§ TASK GOAL
Please output exactly the part of the records below that opens with the line containing "Target: semi-transparent banner" and closes with the line containing "-- sample [621,131].", both lines included, and nothing else.

====== INFORMATION SHOWN

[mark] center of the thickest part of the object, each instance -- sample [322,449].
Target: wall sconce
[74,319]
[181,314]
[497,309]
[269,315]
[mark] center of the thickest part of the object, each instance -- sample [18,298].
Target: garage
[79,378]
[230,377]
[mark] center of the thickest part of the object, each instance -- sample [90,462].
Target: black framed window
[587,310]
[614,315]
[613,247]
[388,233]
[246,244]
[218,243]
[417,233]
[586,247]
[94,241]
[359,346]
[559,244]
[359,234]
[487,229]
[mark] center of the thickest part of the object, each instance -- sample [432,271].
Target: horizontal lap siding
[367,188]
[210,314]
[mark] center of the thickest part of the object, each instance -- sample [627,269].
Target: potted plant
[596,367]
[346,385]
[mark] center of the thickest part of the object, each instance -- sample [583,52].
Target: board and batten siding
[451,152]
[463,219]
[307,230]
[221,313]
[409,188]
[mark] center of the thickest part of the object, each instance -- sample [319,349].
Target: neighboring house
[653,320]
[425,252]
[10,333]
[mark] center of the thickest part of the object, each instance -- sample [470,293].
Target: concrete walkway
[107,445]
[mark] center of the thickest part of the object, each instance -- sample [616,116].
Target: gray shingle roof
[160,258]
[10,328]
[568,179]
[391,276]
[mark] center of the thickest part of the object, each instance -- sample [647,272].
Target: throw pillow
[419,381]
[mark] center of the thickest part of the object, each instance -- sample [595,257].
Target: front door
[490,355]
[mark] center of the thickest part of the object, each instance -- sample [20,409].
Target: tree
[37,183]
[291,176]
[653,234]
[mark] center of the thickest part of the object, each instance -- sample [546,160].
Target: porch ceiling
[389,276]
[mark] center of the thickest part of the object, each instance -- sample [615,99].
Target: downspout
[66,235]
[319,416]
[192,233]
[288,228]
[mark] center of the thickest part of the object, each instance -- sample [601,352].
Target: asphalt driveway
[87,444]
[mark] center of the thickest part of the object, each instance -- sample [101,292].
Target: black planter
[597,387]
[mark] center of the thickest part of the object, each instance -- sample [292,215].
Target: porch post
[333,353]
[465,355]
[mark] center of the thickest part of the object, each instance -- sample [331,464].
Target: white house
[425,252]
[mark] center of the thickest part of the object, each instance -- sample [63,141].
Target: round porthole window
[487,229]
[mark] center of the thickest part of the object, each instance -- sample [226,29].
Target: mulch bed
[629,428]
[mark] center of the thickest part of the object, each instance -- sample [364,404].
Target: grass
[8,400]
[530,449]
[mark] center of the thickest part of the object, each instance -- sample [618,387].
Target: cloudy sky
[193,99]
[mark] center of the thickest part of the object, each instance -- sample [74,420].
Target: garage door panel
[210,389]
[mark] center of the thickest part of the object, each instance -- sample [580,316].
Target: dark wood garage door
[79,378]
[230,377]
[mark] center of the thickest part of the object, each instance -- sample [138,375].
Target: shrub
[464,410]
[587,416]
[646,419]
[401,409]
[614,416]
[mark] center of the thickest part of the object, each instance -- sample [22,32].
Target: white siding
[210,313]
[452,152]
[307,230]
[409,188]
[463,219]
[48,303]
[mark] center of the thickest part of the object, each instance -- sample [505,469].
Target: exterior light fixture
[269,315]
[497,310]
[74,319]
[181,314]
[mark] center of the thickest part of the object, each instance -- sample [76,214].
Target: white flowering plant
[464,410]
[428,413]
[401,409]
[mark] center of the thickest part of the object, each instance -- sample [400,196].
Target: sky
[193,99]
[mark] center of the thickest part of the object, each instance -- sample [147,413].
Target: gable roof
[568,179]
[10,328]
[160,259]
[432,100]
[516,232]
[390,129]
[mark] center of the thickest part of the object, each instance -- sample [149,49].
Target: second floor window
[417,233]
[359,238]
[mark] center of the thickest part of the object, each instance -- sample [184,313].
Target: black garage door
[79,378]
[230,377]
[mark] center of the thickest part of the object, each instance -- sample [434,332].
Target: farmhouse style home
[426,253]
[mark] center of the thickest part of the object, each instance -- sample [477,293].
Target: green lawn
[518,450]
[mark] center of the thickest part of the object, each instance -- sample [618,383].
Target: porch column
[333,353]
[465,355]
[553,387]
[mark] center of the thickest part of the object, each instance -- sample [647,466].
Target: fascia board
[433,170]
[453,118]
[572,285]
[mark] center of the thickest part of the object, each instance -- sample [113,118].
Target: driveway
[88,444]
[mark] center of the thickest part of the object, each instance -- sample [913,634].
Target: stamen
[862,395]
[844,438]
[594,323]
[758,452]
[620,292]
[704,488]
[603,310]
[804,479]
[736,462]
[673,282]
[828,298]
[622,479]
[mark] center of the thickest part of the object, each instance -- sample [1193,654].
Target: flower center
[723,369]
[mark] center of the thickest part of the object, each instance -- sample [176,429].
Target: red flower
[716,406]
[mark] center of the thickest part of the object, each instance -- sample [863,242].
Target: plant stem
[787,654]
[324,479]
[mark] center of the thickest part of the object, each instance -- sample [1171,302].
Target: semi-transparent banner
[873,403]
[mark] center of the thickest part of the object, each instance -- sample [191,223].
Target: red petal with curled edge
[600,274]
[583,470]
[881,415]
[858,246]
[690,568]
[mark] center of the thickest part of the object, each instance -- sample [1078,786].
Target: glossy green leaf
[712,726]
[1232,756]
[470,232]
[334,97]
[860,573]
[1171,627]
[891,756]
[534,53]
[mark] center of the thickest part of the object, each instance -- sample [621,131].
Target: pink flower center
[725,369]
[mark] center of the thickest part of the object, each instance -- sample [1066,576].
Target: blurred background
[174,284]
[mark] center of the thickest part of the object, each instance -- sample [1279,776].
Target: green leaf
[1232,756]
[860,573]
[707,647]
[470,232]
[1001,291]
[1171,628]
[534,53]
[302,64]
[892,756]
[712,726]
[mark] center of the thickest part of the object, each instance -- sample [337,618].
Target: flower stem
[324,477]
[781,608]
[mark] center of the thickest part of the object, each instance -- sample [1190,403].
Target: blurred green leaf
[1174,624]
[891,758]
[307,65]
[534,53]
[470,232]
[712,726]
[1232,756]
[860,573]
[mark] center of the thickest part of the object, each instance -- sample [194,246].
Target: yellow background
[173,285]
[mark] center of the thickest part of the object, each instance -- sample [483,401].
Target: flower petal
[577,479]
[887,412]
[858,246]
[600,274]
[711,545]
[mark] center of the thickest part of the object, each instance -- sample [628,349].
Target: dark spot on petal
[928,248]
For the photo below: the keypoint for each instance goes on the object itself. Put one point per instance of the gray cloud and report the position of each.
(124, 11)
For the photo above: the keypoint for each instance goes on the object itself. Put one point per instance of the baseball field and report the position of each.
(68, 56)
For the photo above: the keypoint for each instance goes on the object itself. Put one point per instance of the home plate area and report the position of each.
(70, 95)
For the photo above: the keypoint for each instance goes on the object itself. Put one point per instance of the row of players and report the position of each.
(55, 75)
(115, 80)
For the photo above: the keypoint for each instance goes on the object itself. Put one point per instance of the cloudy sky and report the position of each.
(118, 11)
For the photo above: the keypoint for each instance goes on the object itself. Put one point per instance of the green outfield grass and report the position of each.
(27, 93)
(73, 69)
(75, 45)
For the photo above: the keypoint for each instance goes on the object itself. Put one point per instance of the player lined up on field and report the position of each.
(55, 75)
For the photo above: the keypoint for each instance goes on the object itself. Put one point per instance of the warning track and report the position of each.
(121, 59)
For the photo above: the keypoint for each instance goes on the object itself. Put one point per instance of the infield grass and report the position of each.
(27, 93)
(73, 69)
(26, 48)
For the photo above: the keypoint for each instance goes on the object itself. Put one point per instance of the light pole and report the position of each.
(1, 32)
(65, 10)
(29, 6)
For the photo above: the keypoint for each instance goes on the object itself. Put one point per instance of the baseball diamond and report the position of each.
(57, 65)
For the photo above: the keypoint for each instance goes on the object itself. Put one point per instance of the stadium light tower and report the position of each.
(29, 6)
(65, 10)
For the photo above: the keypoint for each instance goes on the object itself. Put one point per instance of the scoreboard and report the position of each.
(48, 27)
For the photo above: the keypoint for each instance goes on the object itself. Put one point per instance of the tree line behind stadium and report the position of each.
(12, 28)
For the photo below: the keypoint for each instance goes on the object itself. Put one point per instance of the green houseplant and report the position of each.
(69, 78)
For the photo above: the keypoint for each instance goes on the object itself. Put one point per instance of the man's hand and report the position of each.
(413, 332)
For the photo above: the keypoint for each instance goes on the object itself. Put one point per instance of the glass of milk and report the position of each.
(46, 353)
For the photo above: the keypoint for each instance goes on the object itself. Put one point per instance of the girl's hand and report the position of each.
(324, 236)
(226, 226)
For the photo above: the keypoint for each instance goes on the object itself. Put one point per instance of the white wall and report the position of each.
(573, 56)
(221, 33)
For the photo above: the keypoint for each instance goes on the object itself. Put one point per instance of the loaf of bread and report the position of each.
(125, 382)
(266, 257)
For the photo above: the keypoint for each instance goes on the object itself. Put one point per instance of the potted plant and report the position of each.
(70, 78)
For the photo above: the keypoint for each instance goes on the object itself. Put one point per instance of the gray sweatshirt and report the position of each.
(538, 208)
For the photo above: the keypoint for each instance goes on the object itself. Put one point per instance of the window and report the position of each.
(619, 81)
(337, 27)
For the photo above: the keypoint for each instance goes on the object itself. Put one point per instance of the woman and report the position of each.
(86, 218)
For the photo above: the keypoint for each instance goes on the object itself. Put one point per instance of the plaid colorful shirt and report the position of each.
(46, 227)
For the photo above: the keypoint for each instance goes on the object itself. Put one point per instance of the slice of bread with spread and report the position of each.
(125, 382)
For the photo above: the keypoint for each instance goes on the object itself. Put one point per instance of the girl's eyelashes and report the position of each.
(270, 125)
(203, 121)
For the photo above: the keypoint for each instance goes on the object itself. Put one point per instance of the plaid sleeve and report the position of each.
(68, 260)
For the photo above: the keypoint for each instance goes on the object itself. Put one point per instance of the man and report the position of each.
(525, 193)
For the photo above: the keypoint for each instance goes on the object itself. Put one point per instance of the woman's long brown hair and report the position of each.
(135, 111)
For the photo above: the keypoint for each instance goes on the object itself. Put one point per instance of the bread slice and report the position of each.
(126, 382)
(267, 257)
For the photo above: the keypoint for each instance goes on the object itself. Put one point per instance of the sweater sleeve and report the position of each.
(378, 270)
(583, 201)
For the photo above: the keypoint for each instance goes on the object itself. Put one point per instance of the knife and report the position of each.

============

§ SOLVED EXERCISE
Target: semi-transparent banner
[873,403]
[mark] center of the thickest part of the object, each instance -- sample [191,223].
Target: red petal with curled edge
[600,274]
[583,470]
[881,415]
[858,246]
[690,568]
[mark] center of the thickest part of the object, each instance -- sample [1078,786].
Target: glossy green leaf
[712,726]
[1232,756]
[470,232]
[334,97]
[860,573]
[1171,627]
[891,756]
[534,53]
[mark] center of the thickest part of the object, each instance -- sample [621,131].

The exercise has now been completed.